[[ Data supplied open ]]

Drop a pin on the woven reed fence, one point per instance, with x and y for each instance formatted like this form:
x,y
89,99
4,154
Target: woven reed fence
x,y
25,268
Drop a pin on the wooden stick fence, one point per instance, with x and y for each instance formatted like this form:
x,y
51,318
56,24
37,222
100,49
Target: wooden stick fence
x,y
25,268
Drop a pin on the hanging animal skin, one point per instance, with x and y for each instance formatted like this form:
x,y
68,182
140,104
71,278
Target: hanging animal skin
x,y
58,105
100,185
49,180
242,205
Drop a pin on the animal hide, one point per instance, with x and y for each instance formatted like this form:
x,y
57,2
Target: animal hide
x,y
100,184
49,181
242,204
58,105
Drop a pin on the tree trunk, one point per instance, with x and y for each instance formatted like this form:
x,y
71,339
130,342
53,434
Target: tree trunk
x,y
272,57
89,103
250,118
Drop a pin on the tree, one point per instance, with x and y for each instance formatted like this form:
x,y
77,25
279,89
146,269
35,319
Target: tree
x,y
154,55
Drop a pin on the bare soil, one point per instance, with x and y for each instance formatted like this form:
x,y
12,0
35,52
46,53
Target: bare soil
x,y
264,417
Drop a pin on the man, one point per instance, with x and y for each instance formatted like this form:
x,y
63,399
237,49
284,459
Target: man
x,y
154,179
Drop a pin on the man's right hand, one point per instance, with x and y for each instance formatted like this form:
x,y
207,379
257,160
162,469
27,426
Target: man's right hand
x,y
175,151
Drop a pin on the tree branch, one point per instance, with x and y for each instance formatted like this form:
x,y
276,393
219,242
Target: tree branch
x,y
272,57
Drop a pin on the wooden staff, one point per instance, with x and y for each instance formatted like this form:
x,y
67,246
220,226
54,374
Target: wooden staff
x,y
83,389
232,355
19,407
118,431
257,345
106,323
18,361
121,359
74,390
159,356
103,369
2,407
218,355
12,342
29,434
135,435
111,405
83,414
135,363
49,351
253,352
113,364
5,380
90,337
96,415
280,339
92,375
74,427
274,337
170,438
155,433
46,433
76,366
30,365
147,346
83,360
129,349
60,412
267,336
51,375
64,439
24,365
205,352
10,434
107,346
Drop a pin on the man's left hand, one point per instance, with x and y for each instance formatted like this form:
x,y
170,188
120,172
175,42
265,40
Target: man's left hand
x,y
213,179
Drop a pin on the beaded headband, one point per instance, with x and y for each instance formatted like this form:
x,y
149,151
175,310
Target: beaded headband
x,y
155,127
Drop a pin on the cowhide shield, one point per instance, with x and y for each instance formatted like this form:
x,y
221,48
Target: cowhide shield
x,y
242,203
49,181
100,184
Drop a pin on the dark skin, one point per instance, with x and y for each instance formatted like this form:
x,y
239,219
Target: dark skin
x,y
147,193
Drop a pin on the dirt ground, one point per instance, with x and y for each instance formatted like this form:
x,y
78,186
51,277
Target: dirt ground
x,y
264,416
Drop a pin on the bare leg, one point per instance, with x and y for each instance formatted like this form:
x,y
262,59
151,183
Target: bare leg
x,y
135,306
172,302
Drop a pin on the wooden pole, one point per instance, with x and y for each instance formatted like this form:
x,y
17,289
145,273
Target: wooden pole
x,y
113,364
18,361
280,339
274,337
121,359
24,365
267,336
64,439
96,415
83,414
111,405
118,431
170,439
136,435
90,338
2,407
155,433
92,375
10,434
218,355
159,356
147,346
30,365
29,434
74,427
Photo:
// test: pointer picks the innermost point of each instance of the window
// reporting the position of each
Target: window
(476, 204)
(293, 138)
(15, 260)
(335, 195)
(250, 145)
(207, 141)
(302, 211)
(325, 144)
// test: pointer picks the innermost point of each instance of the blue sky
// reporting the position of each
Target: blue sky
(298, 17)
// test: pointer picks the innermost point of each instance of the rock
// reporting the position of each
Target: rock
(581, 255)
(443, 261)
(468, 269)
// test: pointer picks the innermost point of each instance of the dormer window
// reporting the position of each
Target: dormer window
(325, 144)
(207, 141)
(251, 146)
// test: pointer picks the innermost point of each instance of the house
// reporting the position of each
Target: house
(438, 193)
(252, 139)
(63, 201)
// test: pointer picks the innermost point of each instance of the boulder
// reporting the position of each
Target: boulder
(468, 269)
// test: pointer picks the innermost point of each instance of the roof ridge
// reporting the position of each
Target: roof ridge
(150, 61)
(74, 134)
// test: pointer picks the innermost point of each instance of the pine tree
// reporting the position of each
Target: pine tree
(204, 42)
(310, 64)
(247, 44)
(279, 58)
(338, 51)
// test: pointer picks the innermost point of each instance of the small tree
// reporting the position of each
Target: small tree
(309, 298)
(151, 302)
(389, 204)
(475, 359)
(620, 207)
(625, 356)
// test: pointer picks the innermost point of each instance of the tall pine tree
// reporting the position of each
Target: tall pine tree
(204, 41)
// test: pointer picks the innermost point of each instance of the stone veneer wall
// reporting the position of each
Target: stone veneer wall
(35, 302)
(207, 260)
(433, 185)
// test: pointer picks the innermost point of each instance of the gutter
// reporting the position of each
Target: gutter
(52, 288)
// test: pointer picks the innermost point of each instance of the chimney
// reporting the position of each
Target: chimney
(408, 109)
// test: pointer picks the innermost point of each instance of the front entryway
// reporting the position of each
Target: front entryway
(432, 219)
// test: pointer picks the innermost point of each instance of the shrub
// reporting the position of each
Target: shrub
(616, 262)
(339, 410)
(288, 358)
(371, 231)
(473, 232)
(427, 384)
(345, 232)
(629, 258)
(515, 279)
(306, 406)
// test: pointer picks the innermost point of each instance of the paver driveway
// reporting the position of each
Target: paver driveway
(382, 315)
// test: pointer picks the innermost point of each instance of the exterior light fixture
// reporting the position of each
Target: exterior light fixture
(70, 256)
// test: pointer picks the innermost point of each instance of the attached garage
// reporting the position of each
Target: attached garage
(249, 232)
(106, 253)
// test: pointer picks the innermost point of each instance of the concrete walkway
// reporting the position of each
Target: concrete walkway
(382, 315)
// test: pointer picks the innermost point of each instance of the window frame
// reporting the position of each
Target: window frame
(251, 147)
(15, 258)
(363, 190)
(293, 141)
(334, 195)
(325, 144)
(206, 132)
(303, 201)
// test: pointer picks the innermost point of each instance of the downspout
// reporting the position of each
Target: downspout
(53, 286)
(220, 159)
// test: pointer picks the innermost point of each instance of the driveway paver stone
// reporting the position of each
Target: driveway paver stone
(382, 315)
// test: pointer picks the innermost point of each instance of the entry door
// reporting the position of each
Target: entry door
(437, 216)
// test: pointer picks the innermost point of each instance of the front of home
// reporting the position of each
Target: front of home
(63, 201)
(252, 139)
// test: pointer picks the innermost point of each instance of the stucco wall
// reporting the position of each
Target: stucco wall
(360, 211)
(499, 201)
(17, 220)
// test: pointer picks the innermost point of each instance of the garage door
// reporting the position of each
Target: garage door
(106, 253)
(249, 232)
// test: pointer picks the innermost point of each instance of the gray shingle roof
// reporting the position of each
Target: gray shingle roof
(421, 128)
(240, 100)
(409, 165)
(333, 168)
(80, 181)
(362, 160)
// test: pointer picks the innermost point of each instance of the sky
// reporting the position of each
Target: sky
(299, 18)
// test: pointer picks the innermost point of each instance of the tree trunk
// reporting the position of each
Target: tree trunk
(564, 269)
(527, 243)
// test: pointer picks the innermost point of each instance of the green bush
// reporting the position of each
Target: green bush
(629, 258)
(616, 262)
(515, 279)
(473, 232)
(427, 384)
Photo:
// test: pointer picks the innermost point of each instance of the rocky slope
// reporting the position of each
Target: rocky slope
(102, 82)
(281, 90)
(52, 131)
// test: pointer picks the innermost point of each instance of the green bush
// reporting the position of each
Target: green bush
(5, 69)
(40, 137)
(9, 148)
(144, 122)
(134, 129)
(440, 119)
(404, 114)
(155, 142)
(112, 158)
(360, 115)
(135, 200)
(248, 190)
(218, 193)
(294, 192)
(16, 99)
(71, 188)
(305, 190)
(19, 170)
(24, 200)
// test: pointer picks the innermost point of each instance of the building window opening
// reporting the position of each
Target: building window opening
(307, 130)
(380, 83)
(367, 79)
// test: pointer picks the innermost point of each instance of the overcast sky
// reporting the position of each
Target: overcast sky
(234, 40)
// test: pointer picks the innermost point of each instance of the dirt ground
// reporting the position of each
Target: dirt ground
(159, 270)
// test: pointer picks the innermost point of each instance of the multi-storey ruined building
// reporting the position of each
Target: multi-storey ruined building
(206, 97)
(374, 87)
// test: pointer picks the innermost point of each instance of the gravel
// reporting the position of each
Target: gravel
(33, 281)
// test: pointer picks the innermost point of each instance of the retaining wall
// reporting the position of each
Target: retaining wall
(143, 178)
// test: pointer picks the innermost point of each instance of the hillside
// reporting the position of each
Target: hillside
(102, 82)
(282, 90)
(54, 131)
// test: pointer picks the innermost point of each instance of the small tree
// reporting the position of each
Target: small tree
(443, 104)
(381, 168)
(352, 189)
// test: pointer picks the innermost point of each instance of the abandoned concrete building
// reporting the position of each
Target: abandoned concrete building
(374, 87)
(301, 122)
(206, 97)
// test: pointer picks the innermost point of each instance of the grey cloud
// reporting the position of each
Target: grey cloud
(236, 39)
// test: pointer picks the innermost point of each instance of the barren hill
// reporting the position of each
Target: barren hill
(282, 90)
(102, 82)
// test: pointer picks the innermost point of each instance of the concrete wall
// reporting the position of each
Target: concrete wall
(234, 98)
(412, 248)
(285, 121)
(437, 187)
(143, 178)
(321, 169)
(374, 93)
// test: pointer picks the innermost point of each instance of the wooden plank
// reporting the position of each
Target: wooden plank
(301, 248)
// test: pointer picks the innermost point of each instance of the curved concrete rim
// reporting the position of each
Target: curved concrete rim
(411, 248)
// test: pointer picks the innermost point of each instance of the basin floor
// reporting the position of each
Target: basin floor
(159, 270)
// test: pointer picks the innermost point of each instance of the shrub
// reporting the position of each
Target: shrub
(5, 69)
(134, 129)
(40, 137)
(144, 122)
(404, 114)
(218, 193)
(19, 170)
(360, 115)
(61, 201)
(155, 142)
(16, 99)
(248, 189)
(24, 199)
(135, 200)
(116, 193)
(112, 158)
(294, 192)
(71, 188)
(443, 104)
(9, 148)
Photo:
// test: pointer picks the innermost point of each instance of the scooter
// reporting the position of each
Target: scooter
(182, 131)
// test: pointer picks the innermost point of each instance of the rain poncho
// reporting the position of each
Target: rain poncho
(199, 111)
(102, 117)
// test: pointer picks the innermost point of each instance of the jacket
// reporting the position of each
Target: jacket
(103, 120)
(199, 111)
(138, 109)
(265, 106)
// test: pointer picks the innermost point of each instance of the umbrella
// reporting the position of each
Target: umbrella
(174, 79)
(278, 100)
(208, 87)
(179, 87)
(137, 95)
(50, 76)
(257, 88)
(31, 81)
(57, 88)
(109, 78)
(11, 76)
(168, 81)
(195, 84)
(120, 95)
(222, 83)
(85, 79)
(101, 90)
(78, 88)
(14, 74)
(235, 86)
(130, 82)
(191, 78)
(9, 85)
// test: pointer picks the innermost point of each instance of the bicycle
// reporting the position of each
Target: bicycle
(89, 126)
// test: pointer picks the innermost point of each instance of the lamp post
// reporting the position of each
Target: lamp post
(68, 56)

[[ Data supplied closed ]]

__Work to be completed__: Take the records above and return, word for word, only the lines that fall from the line with "Target: gutter" to the line with "the front entryway", both of them included.

__Solution to the exercise__:
Target: gutter
(52, 288)
// test: pointer picks the innermost point of each instance of the chimney
// reporting the position of each
Target: chimney
(408, 109)
// test: pointer picks the innermost point of each instance of the front entryway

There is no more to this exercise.